[begin Provided records]
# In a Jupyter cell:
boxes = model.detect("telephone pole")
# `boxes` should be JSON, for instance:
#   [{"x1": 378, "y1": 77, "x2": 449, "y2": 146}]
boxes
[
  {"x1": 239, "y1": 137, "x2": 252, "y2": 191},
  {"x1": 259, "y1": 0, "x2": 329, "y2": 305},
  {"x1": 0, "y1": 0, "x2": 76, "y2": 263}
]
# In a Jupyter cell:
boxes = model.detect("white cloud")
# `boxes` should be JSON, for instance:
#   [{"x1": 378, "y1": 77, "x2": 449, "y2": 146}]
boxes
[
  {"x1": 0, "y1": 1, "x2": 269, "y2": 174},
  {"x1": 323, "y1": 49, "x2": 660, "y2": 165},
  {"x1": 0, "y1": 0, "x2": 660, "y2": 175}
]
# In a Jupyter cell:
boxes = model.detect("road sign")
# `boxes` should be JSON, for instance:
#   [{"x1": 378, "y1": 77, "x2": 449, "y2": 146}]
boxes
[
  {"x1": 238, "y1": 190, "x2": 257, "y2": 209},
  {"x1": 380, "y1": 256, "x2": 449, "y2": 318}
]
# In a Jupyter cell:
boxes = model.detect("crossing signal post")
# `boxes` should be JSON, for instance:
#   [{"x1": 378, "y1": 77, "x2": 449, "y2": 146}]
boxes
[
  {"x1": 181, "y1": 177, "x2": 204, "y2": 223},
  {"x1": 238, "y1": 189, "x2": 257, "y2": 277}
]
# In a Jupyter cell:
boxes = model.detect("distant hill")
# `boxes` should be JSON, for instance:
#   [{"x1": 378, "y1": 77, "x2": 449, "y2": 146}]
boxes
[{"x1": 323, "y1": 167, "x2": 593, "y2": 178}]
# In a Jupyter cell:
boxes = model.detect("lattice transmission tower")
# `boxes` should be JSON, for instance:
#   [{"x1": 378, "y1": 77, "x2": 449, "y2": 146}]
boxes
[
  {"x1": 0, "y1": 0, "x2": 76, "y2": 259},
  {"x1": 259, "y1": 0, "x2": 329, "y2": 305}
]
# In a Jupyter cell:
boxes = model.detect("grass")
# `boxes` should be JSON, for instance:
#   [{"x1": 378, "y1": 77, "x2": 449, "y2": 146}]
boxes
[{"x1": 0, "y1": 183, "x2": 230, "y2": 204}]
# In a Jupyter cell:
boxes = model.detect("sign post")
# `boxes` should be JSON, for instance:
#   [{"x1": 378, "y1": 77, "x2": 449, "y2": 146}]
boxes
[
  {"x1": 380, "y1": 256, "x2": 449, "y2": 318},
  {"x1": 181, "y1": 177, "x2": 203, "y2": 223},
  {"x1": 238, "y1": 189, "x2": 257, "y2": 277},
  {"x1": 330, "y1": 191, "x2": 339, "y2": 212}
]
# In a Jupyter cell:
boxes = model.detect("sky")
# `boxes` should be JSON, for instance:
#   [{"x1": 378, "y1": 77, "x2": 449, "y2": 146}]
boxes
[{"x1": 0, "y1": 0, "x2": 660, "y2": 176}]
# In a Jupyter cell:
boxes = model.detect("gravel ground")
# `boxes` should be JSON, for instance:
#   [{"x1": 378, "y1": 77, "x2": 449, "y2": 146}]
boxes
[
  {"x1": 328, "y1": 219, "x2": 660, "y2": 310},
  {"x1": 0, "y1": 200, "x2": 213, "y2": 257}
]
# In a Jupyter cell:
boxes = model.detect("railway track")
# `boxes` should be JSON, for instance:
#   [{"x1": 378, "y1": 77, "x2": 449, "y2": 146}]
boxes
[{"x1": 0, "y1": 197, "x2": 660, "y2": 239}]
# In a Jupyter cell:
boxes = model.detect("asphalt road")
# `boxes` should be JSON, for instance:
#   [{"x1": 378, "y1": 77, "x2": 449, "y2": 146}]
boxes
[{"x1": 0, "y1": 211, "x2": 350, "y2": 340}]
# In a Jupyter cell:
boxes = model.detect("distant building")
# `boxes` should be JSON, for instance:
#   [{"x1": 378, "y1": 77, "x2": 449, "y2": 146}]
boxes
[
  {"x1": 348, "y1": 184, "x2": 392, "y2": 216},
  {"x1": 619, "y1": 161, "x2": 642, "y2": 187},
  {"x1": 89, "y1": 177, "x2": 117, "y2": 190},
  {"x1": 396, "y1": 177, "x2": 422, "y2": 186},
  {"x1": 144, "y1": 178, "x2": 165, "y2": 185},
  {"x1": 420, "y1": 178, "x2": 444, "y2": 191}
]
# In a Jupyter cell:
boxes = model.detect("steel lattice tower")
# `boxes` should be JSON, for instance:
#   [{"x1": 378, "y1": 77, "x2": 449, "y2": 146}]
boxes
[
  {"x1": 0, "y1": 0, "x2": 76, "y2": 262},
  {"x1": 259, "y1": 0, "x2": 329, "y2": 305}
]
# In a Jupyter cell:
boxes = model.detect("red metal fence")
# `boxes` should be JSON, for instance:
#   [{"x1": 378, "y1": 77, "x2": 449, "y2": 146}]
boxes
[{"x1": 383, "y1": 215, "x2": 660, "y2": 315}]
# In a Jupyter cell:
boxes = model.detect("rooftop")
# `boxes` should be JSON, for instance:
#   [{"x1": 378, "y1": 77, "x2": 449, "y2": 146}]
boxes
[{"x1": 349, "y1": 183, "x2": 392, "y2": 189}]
[end Provided records]
Given instruction » Gather every line of the items above that contains the word "tower" and copy each one in full. Case counts.

In response »
boxes = model.detect("lattice transmission tower")
boxes = model.detect("steel lattice tower")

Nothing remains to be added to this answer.